Saved data entries
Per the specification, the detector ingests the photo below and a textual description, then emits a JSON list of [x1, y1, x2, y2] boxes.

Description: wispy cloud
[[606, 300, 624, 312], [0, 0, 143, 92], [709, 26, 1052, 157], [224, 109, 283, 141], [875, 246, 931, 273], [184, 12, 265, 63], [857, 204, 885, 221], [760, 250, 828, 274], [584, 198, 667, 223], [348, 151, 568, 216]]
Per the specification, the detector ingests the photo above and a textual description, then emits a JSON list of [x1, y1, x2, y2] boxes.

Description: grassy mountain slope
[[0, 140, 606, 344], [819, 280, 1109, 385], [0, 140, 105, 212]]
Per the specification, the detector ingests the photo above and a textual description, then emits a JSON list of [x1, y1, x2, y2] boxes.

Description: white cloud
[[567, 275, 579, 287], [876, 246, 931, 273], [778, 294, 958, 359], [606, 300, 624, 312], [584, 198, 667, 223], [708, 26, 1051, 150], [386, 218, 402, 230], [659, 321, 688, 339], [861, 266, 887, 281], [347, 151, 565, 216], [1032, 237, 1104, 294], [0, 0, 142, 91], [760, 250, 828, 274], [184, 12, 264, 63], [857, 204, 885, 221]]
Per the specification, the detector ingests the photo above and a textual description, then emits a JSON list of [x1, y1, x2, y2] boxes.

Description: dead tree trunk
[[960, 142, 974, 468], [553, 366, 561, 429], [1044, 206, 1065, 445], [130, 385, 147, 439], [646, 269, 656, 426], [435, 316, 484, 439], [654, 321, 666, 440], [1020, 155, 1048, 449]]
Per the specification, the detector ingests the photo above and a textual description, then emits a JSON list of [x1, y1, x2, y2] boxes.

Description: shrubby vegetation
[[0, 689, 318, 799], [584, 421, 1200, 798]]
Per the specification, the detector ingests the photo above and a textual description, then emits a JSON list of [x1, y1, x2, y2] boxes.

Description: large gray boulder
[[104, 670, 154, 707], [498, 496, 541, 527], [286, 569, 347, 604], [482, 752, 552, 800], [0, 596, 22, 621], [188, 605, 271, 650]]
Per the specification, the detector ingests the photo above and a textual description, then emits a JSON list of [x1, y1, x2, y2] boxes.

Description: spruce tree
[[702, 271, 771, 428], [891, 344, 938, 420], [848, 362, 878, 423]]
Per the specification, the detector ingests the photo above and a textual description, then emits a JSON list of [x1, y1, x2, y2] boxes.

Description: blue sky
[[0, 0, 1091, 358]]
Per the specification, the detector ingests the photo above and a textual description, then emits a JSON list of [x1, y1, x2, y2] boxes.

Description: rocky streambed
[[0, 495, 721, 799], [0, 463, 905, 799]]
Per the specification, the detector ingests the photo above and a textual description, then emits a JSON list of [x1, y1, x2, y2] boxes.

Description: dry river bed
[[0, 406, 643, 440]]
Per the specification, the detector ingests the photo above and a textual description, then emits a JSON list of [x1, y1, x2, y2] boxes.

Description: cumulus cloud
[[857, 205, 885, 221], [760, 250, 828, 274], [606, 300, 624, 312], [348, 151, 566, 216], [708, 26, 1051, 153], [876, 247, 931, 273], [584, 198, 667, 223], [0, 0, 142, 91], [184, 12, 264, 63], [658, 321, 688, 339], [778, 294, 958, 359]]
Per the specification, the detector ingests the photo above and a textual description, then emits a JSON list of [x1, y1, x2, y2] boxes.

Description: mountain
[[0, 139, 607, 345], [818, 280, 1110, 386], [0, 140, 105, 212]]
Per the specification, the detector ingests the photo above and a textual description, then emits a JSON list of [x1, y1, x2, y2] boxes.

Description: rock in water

* _Activity_
Each record must be repeated exactly as it appears above.

* _Reply to the task_
Per the specification, the detector ingests the photo below and a textual description, then emits a JSON list of [x1, y1, x2, y2] boxes.

Description: wispy cloud
[[606, 300, 624, 312], [0, 0, 143, 92], [709, 26, 1052, 157], [224, 109, 283, 141], [875, 246, 931, 273], [184, 12, 265, 63], [857, 204, 885, 221], [760, 250, 828, 274], [584, 198, 667, 223], [348, 151, 568, 216]]
Per the specification, the detector ingests the photo above and a textual description, then emits a JSON list of [x1, y1, x2, y2] boxes.

Description: grassy mountain slope
[[0, 140, 606, 344], [819, 280, 1109, 385], [0, 140, 105, 212]]
Per the specification, the detector ingests the photo above and a textual description, then emits a JSON list of [x1, y1, x2, y2] boxes.

Description: white cloud
[[567, 275, 579, 287], [876, 246, 931, 273], [778, 294, 958, 359], [606, 300, 624, 312], [584, 198, 667, 223], [708, 26, 1051, 150], [386, 218, 402, 230], [659, 321, 688, 339], [861, 266, 887, 281], [347, 151, 565, 216], [1032, 237, 1104, 294], [0, 0, 142, 91], [760, 250, 828, 274], [184, 12, 264, 63], [857, 204, 885, 221]]
Per the specification, the detector ingests the photo above and a textual description, then emits a JSON list of [x1, y1, x2, y2] boxes.

Description: dead tree trunk
[[960, 142, 974, 468], [553, 366, 561, 429], [1044, 206, 1065, 445], [130, 385, 147, 439], [646, 269, 656, 426], [435, 316, 484, 439], [654, 321, 666, 440], [1020, 155, 1048, 449]]
Per the specification, the detector ingests the photo above and a textual description, then emits a JSON list of [x1, y1, x2, y2] boxes.

Description: shrubby vegetation
[[0, 689, 318, 799], [584, 421, 1200, 798]]
Per the specification, the detector ingests the photo above and a textual description, then emits a JSON list of [x1, y1, x2, y2] boxes.

Description: large gray boulder
[[104, 670, 154, 707], [498, 496, 541, 527], [286, 569, 347, 604], [482, 752, 552, 800], [0, 596, 22, 621], [188, 605, 271, 650]]
Per the specification, the detector ingests the photo above and a textual description, then emits a JSON list of [x1, y1, x2, y2] boxes.

Description: spruce tree
[[702, 271, 771, 428], [891, 344, 938, 420], [848, 362, 878, 423]]
Per the specification, the detector ingests the photo above and a textual description, then emits a JSON list of [x1, y1, x2, y2] boxes.

Description: blue sky
[[0, 0, 1091, 358]]
Per the specification, the detector ingests the photo above and a textual description, then emits a JSON list of [x1, y1, x2, y2] boxes.

Description: rocky streambed
[[0, 495, 721, 799], [0, 463, 905, 799]]
Per the specification, the detector ingests the photo above and a textual description, then emits a JSON list of [x1, y1, x2, y2] boxes.

Description: dry river bed
[[0, 406, 643, 440]]
Per the specification, the detector ingests the photo above and a textual description, then emits a JSON list of [x1, y1, x2, y2] boxes.

Description: cumulus cloud
[[857, 205, 885, 221], [760, 250, 828, 274], [606, 300, 624, 312], [348, 151, 566, 216], [708, 26, 1051, 153], [876, 247, 931, 273], [584, 198, 667, 223], [0, 0, 142, 91], [184, 12, 264, 63], [658, 321, 688, 339], [778, 294, 958, 359]]
Per the specification, the detector ingests the photo above and a textual description, then emits a JSON list of [x1, y1, x2, y2] boxes.

Description: mountain
[[0, 139, 607, 345], [818, 280, 1110, 386], [0, 140, 105, 212]]
Per the specification, the detector ingests the photo above and a textual description, then emits a JSON list of [x1, y1, x2, y2] boxes.

Description: rock in water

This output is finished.